WHAT THE TASK ASKS
Reproduce the rows below word for word, starting at the first line and ending with the line containing "<point>256,397</point>", including that line.

PROVIDED RECORDS

──────────────────────────────

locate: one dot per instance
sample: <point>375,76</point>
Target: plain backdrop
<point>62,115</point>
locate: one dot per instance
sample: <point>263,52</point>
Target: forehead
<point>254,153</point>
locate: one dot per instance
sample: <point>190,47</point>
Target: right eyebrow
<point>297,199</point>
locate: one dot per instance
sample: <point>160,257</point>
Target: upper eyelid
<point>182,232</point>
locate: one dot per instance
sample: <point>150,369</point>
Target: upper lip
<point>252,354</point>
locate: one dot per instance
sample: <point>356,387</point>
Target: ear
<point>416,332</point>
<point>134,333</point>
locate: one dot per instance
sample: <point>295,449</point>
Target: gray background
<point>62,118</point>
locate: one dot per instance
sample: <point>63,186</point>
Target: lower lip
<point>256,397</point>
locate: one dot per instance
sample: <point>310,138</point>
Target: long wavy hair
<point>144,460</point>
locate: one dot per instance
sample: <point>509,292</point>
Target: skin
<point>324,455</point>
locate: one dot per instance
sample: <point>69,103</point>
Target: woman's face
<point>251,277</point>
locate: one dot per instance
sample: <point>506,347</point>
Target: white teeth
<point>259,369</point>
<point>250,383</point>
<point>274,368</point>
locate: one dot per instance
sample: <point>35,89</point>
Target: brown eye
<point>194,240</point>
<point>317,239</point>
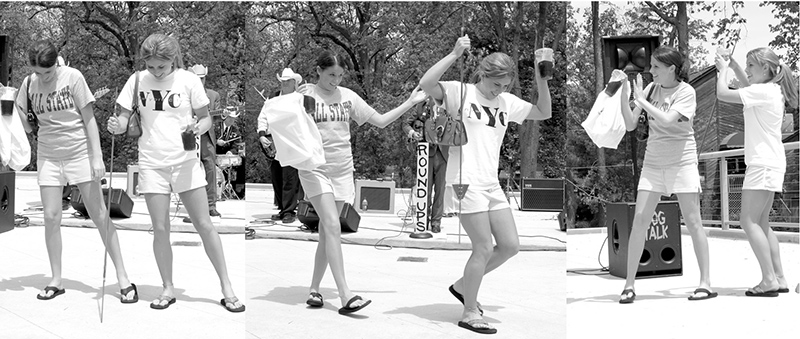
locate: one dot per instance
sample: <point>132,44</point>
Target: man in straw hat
<point>285,181</point>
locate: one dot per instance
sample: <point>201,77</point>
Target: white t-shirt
<point>58,104</point>
<point>672,144</point>
<point>485,122</point>
<point>166,109</point>
<point>763,116</point>
<point>332,115</point>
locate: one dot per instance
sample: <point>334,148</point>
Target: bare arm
<point>543,109</point>
<point>383,120</point>
<point>430,81</point>
<point>723,92</point>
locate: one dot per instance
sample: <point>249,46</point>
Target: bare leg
<point>330,232</point>
<point>321,258</point>
<point>754,204</point>
<point>507,242</point>
<point>196,204</point>
<point>92,197</point>
<point>646,202</point>
<point>774,247</point>
<point>690,208</point>
<point>158,207</point>
<point>51,203</point>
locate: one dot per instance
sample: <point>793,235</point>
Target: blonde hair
<point>495,65</point>
<point>162,46</point>
<point>779,72</point>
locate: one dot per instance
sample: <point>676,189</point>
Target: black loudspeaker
<point>543,195</point>
<point>662,247</point>
<point>121,203</point>
<point>5,61</point>
<point>7,184</point>
<point>349,218</point>
<point>630,54</point>
<point>375,196</point>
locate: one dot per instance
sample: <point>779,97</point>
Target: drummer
<point>229,140</point>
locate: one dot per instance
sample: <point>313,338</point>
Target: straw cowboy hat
<point>288,74</point>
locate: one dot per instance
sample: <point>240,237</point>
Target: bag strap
<point>135,103</point>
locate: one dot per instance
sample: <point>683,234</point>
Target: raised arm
<point>655,112</point>
<point>430,81</point>
<point>723,92</point>
<point>383,120</point>
<point>543,109</point>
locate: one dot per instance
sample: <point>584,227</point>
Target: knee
<point>509,249</point>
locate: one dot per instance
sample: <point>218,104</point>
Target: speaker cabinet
<point>133,181</point>
<point>348,218</point>
<point>375,196</point>
<point>662,247</point>
<point>543,195</point>
<point>121,203</point>
<point>630,54</point>
<point>7,185</point>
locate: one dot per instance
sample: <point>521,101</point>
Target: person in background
<point>207,144</point>
<point>413,127</point>
<point>285,181</point>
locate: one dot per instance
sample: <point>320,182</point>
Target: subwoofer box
<point>662,247</point>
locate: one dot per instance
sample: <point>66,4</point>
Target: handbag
<point>643,125</point>
<point>135,120</point>
<point>441,128</point>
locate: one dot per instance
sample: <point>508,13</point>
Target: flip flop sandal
<point>232,301</point>
<point>56,292</point>
<point>460,297</point>
<point>758,292</point>
<point>708,295</point>
<point>124,292</point>
<point>156,304</point>
<point>470,325</point>
<point>347,309</point>
<point>625,299</point>
<point>312,300</point>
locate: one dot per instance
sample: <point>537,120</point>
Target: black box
<point>121,203</point>
<point>7,185</point>
<point>349,218</point>
<point>662,249</point>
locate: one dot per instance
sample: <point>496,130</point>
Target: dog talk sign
<point>421,190</point>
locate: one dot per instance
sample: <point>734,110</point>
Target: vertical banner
<point>421,190</point>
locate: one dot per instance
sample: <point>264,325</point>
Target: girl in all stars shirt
<point>68,152</point>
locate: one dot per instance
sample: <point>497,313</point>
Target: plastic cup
<point>188,138</point>
<point>544,57</point>
<point>7,97</point>
<point>724,52</point>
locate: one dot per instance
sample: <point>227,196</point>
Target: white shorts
<point>178,179</point>
<point>669,180</point>
<point>763,178</point>
<point>61,172</point>
<point>318,181</point>
<point>478,200</point>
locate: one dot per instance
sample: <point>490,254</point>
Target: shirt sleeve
<point>518,109</point>
<point>755,95</point>
<point>197,92</point>
<point>125,98</point>
<point>361,110</point>
<point>685,103</point>
<point>80,91</point>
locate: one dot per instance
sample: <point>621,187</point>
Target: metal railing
<point>722,177</point>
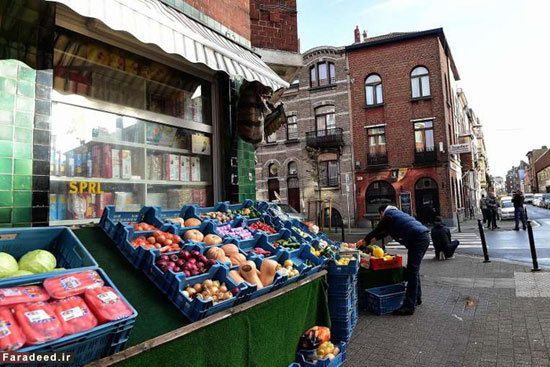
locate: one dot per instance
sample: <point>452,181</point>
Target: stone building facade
<point>315,147</point>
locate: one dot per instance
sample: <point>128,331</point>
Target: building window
<point>292,169</point>
<point>328,173</point>
<point>324,73</point>
<point>292,128</point>
<point>271,138</point>
<point>424,136</point>
<point>420,82</point>
<point>324,119</point>
<point>377,141</point>
<point>373,90</point>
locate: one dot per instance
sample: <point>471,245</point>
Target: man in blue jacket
<point>415,237</point>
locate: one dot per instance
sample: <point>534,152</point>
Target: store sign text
<point>83,186</point>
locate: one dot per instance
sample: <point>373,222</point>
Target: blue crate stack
<point>342,294</point>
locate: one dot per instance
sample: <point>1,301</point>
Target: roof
<point>405,36</point>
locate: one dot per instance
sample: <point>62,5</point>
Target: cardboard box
<point>172,167</point>
<point>195,169</point>
<point>126,164</point>
<point>115,163</point>
<point>107,164</point>
<point>185,168</point>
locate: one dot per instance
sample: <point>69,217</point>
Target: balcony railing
<point>377,159</point>
<point>425,156</point>
<point>325,138</point>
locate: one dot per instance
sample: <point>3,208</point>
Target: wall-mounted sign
<point>460,148</point>
<point>83,186</point>
<point>405,202</point>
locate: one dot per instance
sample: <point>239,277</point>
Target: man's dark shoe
<point>403,311</point>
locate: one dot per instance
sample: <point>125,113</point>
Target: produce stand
<point>246,335</point>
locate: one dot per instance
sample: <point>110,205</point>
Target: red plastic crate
<point>381,264</point>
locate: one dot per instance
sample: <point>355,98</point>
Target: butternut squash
<point>248,272</point>
<point>237,278</point>
<point>237,259</point>
<point>267,271</point>
<point>230,250</point>
<point>216,253</point>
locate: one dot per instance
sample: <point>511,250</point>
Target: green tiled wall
<point>247,171</point>
<point>17,92</point>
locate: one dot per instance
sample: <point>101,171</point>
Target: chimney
<point>357,34</point>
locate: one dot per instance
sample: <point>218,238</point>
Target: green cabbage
<point>38,261</point>
<point>20,273</point>
<point>8,265</point>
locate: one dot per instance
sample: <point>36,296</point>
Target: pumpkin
<point>248,272</point>
<point>267,271</point>
<point>193,235</point>
<point>216,253</point>
<point>212,240</point>
<point>192,222</point>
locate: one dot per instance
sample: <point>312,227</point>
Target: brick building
<point>402,88</point>
<point>315,147</point>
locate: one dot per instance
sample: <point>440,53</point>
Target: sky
<point>501,49</point>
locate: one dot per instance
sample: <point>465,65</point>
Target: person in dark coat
<point>414,236</point>
<point>444,245</point>
<point>519,210</point>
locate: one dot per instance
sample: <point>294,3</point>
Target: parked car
<point>506,210</point>
<point>537,199</point>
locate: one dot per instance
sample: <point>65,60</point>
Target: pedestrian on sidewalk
<point>483,207</point>
<point>492,207</point>
<point>444,245</point>
<point>414,236</point>
<point>519,210</point>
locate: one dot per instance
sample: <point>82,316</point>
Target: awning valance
<point>153,22</point>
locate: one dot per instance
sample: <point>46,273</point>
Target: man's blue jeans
<point>416,250</point>
<point>520,213</point>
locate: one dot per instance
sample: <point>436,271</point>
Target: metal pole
<point>532,247</point>
<point>483,242</point>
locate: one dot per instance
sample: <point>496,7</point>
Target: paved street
<point>473,314</point>
<point>514,245</point>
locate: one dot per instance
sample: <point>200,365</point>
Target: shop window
<point>292,128</point>
<point>328,174</point>
<point>98,71</point>
<point>373,90</point>
<point>379,193</point>
<point>420,82</point>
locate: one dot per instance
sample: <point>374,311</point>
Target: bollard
<point>532,247</point>
<point>483,242</point>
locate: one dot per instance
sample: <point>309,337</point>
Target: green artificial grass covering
<point>265,335</point>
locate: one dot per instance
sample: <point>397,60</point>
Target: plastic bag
<point>107,304</point>
<point>74,314</point>
<point>38,322</point>
<point>12,296</point>
<point>11,336</point>
<point>72,284</point>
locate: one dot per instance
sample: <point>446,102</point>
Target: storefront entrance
<point>426,194</point>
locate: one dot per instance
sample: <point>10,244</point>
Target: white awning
<point>153,22</point>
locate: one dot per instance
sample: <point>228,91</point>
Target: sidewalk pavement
<point>473,314</point>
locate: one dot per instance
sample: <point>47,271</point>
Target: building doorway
<point>379,193</point>
<point>426,193</point>
<point>273,182</point>
<point>293,186</point>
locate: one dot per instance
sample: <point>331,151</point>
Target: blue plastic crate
<point>88,346</point>
<point>60,241</point>
<point>338,270</point>
<point>384,300</point>
<point>336,362</point>
<point>198,309</point>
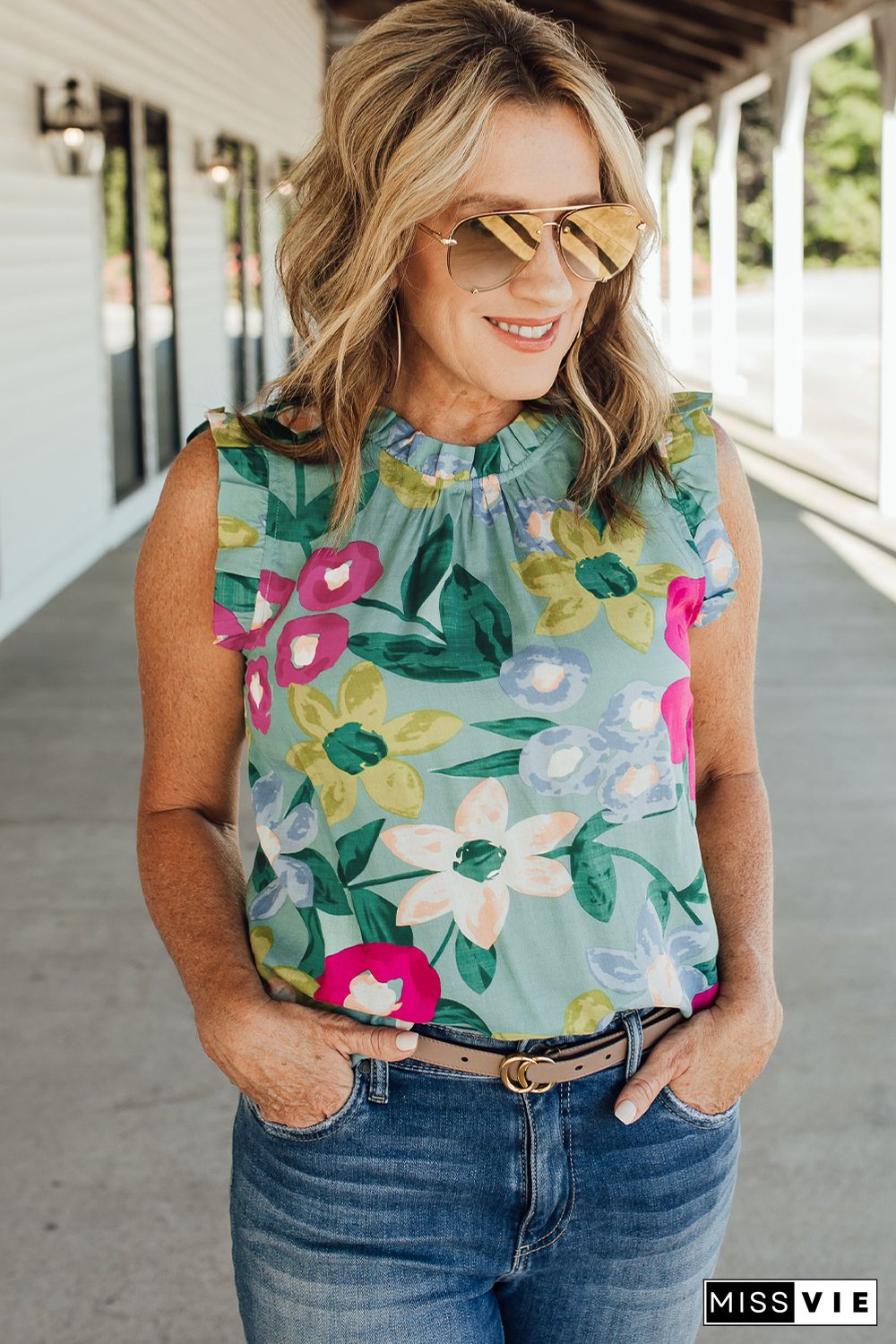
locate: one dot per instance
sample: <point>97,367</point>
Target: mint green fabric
<point>469,730</point>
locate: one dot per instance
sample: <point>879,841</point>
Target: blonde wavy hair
<point>406,115</point>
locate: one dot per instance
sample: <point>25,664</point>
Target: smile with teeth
<point>530,332</point>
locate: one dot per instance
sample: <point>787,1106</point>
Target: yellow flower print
<point>416,489</point>
<point>595,572</point>
<point>355,742</point>
<point>677,444</point>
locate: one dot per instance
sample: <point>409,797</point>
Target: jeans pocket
<point>323,1126</point>
<point>691,1116</point>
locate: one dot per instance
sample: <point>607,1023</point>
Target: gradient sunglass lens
<point>597,244</point>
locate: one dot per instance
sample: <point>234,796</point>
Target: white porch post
<point>723,245</point>
<point>680,209</point>
<point>790,99</point>
<point>651,269</point>
<point>884,35</point>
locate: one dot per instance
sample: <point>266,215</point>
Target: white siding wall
<point>253,72</point>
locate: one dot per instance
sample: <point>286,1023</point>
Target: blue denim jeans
<point>437,1206</point>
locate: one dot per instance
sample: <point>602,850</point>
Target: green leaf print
<point>314,960</point>
<point>330,892</point>
<point>427,567</point>
<point>237,593</point>
<point>355,849</point>
<point>688,507</point>
<point>476,965</point>
<point>312,521</point>
<point>249,462</point>
<point>708,969</point>
<point>503,762</point>
<point>263,873</point>
<point>659,895</point>
<point>304,795</point>
<point>522,728</point>
<point>473,620</point>
<point>594,878</point>
<point>458,1015</point>
<point>419,659</point>
<point>376,918</point>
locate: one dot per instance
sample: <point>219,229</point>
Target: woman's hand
<point>710,1059</point>
<point>293,1061</point>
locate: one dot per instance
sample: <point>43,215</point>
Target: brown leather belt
<point>533,1073</point>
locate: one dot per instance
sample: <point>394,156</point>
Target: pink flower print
<point>477,862</point>
<point>308,645</point>
<point>258,694</point>
<point>677,710</point>
<point>381,978</point>
<point>271,599</point>
<point>332,578</point>
<point>704,997</point>
<point>684,599</point>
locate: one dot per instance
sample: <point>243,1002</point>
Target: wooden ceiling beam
<point>686,18</point>
<point>712,42</point>
<point>649,56</point>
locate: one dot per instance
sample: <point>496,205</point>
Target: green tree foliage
<point>841,201</point>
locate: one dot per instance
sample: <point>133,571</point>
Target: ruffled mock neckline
<point>435,460</point>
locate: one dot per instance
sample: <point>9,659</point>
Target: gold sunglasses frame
<point>546,223</point>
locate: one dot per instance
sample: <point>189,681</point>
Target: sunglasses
<point>595,242</point>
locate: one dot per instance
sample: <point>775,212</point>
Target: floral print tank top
<point>469,730</point>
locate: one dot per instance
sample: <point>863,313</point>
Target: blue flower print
<point>659,968</point>
<point>563,760</point>
<point>487,499</point>
<point>532,523</point>
<point>720,566</point>
<point>543,676</point>
<point>633,717</point>
<point>280,840</point>
<point>635,782</point>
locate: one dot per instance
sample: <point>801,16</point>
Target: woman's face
<point>452,354</point>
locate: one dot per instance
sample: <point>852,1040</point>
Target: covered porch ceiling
<point>664,59</point>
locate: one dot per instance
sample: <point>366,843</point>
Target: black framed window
<point>244,314</point>
<point>160,282</point>
<point>120,293</point>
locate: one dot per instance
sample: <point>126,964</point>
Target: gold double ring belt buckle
<point>521,1082</point>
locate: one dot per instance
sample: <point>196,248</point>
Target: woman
<point>481,711</point>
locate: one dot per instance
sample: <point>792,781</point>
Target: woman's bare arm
<point>293,1061</point>
<point>734,820</point>
<point>194,734</point>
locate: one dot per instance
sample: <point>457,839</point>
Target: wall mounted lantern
<point>220,168</point>
<point>73,129</point>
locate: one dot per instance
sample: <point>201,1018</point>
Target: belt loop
<point>634,1031</point>
<point>378,1089</point>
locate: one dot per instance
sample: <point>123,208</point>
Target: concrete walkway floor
<point>116,1126</point>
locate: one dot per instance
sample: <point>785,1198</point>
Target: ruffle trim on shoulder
<point>247,594</point>
<point>689,445</point>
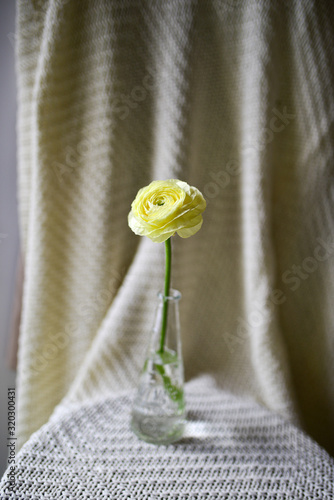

──────────────────────────────

TASK RESULT
locate: one dot per instance
sample: <point>375,76</point>
Target: plain backdrop
<point>62,115</point>
locate: one dot per instance
sample: <point>263,52</point>
Target: forehead
<point>254,153</point>
locate: one dot per instance
sample: <point>190,47</point>
Target: right eyebrow
<point>297,199</point>
locate: one dot per instance
sample: <point>160,257</point>
Target: upper eyelid
<point>182,232</point>
locate: one dot per instance
sample: <point>150,369</point>
Target: upper lip
<point>252,354</point>
locate: one dot per instance
sample: <point>356,387</point>
Target: ear
<point>416,332</point>
<point>134,333</point>
locate: one dot per instance
sample: <point>295,449</point>
Target: gray background
<point>62,118</point>
locate: one dot per instance
sample: <point>63,186</point>
Target: lower lip
<point>256,397</point>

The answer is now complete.